THE TASK -
Gather every line of the items below that contains the exact string "exactly" and copy each of those lines in full.

INFORMATION SUPPLIED -
• • • • •

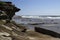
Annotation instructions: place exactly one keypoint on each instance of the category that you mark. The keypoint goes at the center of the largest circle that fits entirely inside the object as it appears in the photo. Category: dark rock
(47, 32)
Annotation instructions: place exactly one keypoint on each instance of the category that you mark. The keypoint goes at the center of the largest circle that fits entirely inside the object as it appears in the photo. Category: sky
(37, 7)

• • • • •

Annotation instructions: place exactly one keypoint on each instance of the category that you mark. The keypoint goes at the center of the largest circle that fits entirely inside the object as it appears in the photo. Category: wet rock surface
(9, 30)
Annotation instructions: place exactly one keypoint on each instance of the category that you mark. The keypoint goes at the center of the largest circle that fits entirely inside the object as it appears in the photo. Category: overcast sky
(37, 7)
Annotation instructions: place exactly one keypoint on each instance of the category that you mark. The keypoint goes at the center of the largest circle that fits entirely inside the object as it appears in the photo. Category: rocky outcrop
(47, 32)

• • • • •

SOLUTION TO THIS EXERCISE -
Annotation instructions: place exactly one keypoint on each instance of the category that you mark. The keypoint goes at the center of the largest circle that fits entirely inside the object as it appears in the photo. Category: dark rock
Annotation instructions: place exactly one keypoint on each instance of the category that you mark. The keypoint goes at the center of the largest circle that fits entirely inside the object as it appears in the photo. Category: sky
Annotation instructions: place exactly one keypoint on each instance of the category that you mark. The keypoint goes at the center of the largest circle that fits entirely inside the object as it appears in the photo. Category: wet rock surface
Annotation instructions: place exactly one keypoint on each instance of the category that you mark. The keypoint goes at the center of the largest circle that fits entirely inside the object as it appears in the photo. Category: overcast sky
Annotation instructions: place exactly one keypoint on each instance of the category that you mark. The keypoint goes at the center of the largest circle that fits entirely inside the object as it appears in the photo. Category: rocky outcrop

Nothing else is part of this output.